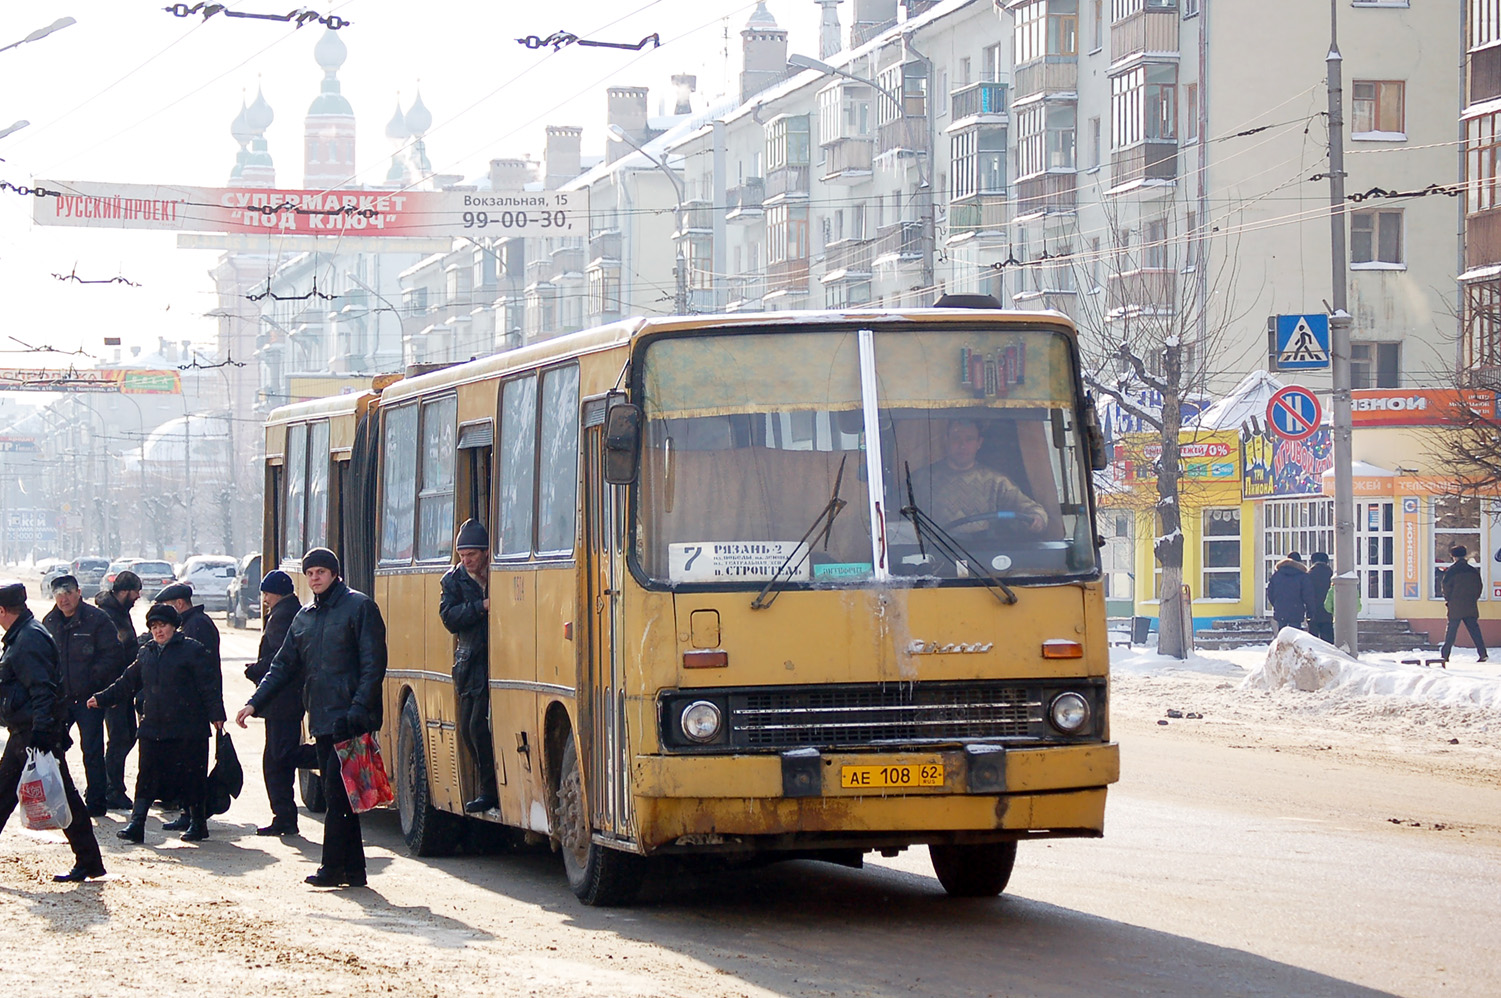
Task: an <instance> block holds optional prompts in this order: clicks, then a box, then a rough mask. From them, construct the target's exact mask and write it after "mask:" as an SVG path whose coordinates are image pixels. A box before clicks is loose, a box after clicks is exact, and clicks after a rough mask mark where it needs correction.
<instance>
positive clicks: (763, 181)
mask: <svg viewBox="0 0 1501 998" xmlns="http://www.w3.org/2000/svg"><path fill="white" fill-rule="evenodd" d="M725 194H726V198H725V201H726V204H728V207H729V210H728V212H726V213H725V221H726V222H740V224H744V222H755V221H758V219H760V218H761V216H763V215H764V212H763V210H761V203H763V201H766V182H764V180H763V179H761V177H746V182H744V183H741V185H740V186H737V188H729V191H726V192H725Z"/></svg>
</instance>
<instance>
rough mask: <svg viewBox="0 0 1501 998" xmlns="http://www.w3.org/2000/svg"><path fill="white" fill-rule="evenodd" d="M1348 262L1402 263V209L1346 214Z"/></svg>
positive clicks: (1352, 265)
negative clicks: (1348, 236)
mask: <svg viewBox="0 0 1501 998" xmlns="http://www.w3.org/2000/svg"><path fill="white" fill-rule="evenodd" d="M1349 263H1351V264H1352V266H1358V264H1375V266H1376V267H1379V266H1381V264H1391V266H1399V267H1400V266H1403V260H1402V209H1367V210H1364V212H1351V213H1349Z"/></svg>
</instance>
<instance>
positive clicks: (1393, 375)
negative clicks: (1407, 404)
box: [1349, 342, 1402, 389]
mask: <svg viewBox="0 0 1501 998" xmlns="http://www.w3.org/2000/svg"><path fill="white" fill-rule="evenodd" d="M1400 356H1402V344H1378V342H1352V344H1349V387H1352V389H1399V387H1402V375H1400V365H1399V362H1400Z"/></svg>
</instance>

EXERCISE DETAILS - Reproduce the entries above word for word. Pictures stay out.

WRITTEN SOLUTION -
Task: an <instance> block holds optional prompts in this order: clicks, then a box, then a rough mask. From them, construct the target's exact mask and write it after "mask:" as an SVG path whose coordinates are image pixels. A box before clicks is loose, a box after clicks is exact, and clicks after a rough mask mark where it needs correction.
<instance>
positive clicks: (763, 181)
mask: <svg viewBox="0 0 1501 998" xmlns="http://www.w3.org/2000/svg"><path fill="white" fill-rule="evenodd" d="M725 194H726V198H725V201H726V204H728V207H729V210H728V212H726V213H725V221H726V222H740V224H744V222H755V221H758V219H760V218H761V216H763V215H764V212H763V210H761V203H763V201H766V182H764V180H763V179H761V177H746V182H744V183H741V185H740V186H737V188H729V191H726V192H725Z"/></svg>
</instance>
<instance>
rough mask: <svg viewBox="0 0 1501 998" xmlns="http://www.w3.org/2000/svg"><path fill="white" fill-rule="evenodd" d="M1348 262L1402 263V209L1346 214Z"/></svg>
positive clicks: (1352, 265)
negative clicks: (1348, 236)
mask: <svg viewBox="0 0 1501 998" xmlns="http://www.w3.org/2000/svg"><path fill="white" fill-rule="evenodd" d="M1349 263H1351V264H1352V266H1358V264H1375V266H1376V267H1379V266H1381V264H1391V266H1399V267H1400V266H1403V260H1402V209H1367V210H1364V212H1351V213H1349Z"/></svg>
</instance>
<instance>
positive clicks: (1393, 375)
negative clicks: (1407, 404)
box: [1349, 342, 1402, 389]
mask: <svg viewBox="0 0 1501 998" xmlns="http://www.w3.org/2000/svg"><path fill="white" fill-rule="evenodd" d="M1400 356H1402V344H1378V342H1352V344H1349V387H1352V389H1399V387H1402V375H1400V365H1399V362H1400Z"/></svg>
</instance>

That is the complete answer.